Friday, February 3, 2012

A Review of "Feed" [12]

Feed by M.T.Anderson
Listening Library, ISBN 978-0739356203
March 11, 2008

Oh, what is happening to my reading?
Yesterday it was a review of a memoir.
Today a YA book...and an audio book at that.
But then awhile back I read a glowing review of this book by Sandy at You've GOTTA Read This and Sandy is so often right..if a bit of an audio pusher.
And you know what? I like it.
I liked it a great deal.

In Feed, we are on Earth, sometime in the future. It is a world that is very different in many ways from the one we know, but, perhaps most frightening, most chilling, in many ways not that different at all.

It is a world dominated by the Feed, sort of the ultimate Internet, implanted, hardwired into the brain after the baby, conceived to the specifications of his or her 'parents' in the conceptionarium, is birthed. Speaking aloud is not even needed if you desire. You can just 'message' others through the Feed. Reading for the most part has disappeared. Who needs it when constant information is being piped into out brains, especially tailored to us..and our buying habits. Because it is all about buying a world controlled by the corporations with us as their constant customers.

******

# To be done:
- a) List every piece of publication information the book review gives beneath the line naming the book and its author.
- b) Carry on writing the book review from its final sentence.
The listing that comes after this review is not needed for the work on the review.

# Source data:
******

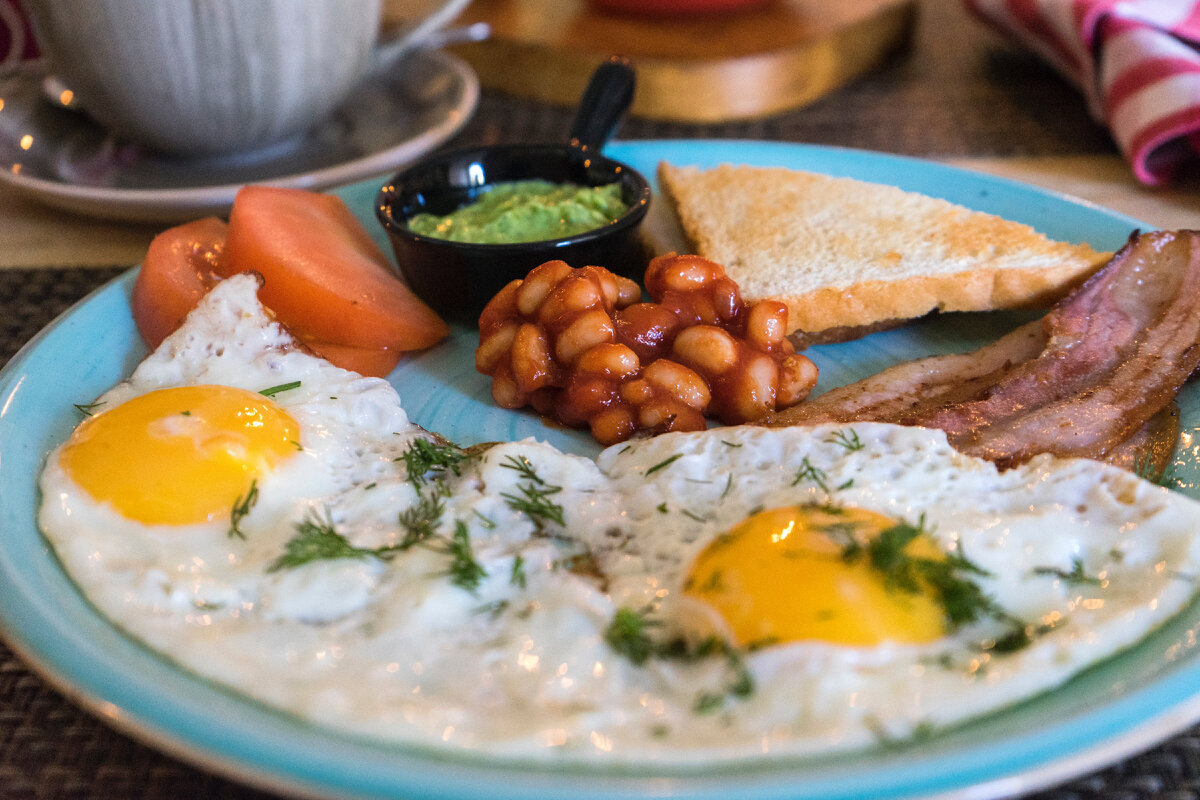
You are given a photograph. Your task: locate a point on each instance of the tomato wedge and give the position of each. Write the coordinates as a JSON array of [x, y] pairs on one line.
[[181, 265], [324, 278], [324, 275], [365, 361]]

******

# In response:
- a) Listening Library; ISBN 978-0739356203; March 11, 2008

- b)
It is a world that few who live in it question . Even as the physical, natural world around them is almost destroyed, people around the world die of mysterious illnesses, there are unexplained explosions and disasters and everyone is breaking out in weeping lesions, people just go along. No, just go along and make the lesions the must have accessory! Problem solved!

But for Titus, everything is going to be turned on it's head when he and a few of his friends go the resorts on the Moon for Spring Break. There he meets Violet, a girl unlike anyone he has ever met before. Home schooled, the daughter of a professor who teaches the dead languages, she was raised to think for herself, to question things. And sadly, it may be her undoing.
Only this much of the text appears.